## JOB
Identify each of the lines below that contains the string "bamboo", treating uppercase and lowercase letters as distinct, and copy every such line in full.
--- BEGIN ---
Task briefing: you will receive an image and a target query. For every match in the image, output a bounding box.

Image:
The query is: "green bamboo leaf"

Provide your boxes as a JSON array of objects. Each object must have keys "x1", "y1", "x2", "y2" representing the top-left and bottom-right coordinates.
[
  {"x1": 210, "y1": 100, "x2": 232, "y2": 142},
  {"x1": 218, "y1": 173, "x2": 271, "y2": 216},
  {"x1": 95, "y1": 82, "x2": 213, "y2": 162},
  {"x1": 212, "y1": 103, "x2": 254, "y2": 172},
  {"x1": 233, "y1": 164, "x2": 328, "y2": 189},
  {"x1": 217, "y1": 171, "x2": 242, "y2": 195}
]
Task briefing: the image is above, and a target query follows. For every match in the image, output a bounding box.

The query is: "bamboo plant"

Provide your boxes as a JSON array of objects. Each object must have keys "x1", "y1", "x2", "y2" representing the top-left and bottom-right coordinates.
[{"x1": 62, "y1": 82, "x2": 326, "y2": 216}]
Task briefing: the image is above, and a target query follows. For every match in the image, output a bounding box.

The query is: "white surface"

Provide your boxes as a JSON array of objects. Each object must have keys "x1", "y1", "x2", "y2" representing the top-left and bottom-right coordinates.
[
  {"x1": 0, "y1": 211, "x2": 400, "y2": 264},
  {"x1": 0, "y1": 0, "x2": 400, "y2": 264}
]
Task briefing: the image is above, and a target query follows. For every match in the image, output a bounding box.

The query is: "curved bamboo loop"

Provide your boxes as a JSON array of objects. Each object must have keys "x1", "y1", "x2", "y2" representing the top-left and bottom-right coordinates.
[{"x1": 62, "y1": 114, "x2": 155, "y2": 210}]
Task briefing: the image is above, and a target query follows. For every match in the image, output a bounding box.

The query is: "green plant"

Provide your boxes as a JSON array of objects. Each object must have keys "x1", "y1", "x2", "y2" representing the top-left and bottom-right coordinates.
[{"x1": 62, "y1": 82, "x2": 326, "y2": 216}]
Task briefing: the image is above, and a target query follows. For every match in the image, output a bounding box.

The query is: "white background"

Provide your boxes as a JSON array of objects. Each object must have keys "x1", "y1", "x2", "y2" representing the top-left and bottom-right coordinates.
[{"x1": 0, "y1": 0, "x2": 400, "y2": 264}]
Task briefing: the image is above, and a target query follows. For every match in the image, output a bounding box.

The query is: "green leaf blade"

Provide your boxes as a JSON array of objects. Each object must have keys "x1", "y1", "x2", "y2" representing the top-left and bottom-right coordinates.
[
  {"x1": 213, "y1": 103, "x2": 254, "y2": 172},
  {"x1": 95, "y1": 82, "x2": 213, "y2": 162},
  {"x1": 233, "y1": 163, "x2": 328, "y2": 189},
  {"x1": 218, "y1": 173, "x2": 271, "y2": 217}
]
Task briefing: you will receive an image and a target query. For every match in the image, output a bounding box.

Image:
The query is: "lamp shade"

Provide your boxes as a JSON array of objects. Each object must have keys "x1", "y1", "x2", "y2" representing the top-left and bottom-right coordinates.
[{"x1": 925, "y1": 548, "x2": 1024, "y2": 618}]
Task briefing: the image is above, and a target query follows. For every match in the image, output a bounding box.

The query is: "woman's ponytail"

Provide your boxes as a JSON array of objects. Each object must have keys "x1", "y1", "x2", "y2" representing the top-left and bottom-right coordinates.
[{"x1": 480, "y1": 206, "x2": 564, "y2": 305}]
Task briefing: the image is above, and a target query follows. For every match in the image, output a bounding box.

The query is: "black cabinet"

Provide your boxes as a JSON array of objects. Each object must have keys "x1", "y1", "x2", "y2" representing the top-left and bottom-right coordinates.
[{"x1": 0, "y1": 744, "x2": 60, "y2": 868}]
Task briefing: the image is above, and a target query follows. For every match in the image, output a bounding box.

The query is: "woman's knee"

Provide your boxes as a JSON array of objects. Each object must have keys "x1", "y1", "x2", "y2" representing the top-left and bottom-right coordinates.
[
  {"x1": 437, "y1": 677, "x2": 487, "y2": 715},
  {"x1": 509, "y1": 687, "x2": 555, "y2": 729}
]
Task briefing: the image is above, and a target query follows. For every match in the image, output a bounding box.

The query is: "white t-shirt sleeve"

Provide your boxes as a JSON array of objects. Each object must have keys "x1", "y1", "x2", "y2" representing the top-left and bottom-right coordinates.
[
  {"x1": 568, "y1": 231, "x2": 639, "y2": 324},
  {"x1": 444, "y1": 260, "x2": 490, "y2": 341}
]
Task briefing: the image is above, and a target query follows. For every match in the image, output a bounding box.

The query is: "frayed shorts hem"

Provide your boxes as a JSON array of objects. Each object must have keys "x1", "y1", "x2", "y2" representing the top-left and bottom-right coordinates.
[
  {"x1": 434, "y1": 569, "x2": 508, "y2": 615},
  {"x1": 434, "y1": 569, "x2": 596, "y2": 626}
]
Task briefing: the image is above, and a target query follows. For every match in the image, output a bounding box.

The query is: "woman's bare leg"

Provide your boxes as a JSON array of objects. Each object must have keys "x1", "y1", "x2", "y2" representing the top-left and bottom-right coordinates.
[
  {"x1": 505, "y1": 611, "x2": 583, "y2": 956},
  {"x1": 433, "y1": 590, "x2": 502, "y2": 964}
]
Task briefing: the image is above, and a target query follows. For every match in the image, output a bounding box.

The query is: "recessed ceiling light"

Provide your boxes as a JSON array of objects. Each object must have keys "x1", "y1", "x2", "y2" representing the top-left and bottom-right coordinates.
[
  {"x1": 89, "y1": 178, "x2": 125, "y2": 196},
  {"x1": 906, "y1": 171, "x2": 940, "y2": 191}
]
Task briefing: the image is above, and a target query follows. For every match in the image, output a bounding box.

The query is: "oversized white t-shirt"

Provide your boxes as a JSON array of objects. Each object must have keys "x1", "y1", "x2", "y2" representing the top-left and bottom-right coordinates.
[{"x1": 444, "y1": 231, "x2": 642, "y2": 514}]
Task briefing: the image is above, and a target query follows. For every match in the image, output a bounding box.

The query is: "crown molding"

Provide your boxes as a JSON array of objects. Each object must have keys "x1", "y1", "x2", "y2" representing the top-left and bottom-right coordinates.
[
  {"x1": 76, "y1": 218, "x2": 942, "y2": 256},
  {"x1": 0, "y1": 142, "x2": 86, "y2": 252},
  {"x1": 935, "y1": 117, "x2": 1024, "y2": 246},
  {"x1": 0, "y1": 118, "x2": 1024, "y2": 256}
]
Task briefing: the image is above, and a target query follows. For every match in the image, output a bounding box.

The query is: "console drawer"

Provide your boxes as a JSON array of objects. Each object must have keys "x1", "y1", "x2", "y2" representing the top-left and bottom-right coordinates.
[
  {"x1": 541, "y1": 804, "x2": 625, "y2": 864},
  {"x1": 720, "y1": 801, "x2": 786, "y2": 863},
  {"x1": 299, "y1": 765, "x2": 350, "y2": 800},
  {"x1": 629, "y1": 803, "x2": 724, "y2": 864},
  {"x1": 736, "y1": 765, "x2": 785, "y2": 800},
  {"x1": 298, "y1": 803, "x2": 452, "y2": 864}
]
--- END ---
## COMPLETED EXERCISE
The query is: "green bamboo leaf"
The query is: "bamboo plant"
The query is: "curved bamboo loop"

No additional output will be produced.